### MATERIAL PROVIDED

========

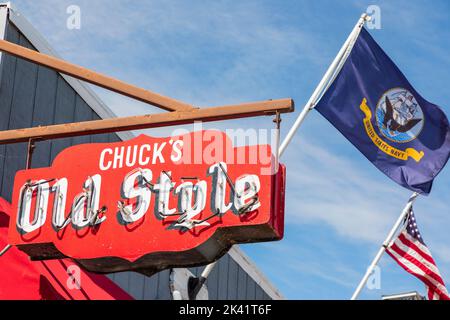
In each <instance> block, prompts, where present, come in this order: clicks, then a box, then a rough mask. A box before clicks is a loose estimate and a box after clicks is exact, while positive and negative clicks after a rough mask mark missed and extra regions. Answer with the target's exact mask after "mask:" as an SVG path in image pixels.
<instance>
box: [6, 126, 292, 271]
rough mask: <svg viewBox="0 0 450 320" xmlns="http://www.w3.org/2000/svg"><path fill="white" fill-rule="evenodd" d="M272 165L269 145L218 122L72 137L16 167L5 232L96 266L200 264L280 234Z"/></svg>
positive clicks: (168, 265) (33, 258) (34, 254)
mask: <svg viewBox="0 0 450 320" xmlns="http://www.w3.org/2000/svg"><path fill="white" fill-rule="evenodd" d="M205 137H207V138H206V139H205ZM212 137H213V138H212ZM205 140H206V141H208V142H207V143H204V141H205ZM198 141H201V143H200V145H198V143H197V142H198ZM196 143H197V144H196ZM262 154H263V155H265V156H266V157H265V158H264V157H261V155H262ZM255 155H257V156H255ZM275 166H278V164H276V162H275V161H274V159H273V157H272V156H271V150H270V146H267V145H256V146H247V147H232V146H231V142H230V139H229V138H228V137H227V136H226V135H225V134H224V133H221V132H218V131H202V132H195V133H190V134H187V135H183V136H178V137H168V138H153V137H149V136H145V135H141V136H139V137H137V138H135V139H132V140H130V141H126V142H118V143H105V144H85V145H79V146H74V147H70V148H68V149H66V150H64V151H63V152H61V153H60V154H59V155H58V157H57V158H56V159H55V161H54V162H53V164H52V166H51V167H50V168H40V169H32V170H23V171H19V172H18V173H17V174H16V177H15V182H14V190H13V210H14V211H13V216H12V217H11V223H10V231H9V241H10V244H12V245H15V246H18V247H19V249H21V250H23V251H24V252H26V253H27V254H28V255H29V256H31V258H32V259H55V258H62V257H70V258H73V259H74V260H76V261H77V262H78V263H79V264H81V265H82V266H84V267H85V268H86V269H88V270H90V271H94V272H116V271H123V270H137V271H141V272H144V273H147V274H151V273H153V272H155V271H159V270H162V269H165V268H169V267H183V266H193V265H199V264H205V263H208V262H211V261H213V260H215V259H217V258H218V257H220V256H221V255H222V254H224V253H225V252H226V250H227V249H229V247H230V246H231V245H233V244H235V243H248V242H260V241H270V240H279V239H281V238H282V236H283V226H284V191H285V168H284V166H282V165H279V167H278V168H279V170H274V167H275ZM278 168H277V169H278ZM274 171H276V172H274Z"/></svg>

========

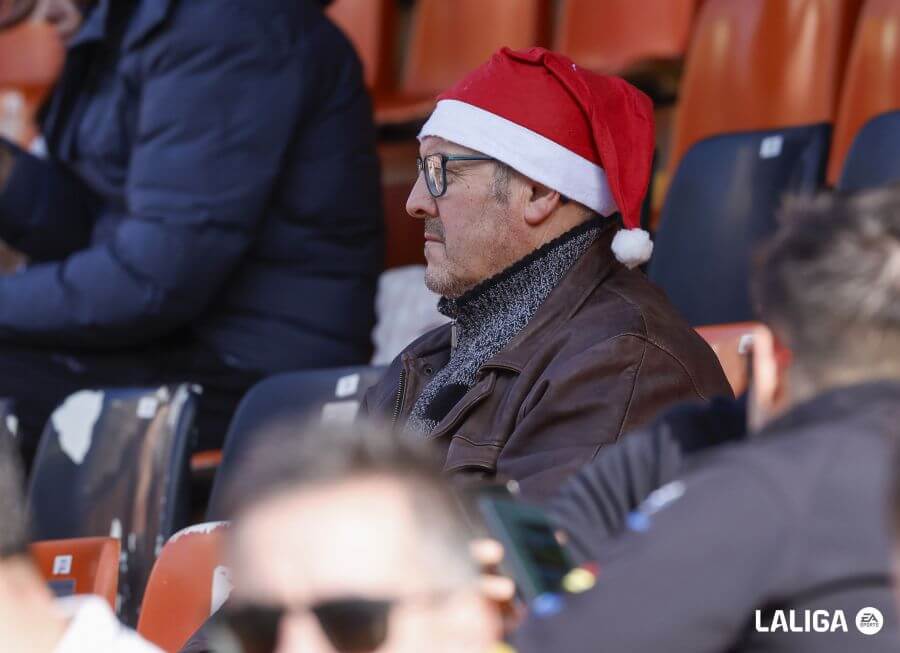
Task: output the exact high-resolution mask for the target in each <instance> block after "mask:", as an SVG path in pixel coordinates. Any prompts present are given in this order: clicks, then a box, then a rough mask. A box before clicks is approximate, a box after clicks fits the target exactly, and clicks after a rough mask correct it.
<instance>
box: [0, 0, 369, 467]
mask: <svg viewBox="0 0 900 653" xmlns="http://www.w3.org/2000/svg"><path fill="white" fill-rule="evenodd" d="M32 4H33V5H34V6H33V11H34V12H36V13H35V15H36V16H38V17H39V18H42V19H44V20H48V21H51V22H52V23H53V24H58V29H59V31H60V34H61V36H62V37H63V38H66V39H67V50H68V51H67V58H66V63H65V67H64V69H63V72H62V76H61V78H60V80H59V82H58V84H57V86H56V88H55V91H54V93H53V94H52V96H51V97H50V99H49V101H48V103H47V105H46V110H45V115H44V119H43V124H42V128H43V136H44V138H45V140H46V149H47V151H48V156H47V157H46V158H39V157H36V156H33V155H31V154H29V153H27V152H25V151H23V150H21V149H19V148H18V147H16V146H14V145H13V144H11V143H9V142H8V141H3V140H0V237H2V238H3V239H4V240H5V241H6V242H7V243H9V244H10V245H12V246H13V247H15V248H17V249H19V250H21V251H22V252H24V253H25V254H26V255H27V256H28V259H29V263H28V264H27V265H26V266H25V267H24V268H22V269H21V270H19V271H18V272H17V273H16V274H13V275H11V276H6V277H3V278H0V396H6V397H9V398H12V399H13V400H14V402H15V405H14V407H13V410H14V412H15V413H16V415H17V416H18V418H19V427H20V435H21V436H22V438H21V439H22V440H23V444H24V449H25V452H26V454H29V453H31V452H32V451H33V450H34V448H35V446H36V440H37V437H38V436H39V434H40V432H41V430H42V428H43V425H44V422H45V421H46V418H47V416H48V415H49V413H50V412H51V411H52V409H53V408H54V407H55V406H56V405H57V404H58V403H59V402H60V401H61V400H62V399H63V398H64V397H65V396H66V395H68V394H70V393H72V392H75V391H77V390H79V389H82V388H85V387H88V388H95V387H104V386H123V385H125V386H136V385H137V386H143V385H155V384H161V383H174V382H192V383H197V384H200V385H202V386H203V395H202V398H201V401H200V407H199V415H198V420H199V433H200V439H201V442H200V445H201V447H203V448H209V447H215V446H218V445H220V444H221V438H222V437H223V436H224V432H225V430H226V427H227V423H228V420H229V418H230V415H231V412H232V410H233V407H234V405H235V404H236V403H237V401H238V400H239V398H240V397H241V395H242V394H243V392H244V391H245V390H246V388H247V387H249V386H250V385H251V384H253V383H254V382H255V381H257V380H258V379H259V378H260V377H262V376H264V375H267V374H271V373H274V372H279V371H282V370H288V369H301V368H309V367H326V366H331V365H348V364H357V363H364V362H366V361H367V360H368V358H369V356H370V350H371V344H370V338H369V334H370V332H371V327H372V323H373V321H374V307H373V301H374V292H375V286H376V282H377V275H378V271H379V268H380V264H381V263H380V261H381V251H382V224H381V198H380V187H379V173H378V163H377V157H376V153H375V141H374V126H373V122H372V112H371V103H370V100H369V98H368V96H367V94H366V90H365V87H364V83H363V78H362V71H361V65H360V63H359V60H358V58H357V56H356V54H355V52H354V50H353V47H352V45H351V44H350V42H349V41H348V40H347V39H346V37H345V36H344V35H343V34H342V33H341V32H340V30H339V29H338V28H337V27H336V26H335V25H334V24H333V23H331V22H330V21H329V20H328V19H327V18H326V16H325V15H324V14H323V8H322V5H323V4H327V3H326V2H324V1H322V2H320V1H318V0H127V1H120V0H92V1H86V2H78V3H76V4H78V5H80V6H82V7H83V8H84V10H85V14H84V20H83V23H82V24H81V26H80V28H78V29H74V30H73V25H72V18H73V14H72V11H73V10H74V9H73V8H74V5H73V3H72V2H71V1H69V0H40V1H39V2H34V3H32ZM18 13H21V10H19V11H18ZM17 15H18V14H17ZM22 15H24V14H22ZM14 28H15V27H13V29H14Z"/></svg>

========

### TASK TO COMPLETE
Every line above from the line with "In each <instance> block, prompts, where" to the line with "box: [6, 126, 292, 271]" is wanted, ends included; write them out exactly and add no other line.

### WRITTEN SOLUTION
In each <instance> block, prompts, where present, come in this order: clicks, then a box, then a rough mask. A box before clicks is a loose estimate and a box after clicks is exact, while positive and negative clicks after a rough mask mark missed and extra regions. Answer with the target's exact mask after "mask:" as an SVG path in image pixels.
<instance>
box: [6, 126, 292, 271]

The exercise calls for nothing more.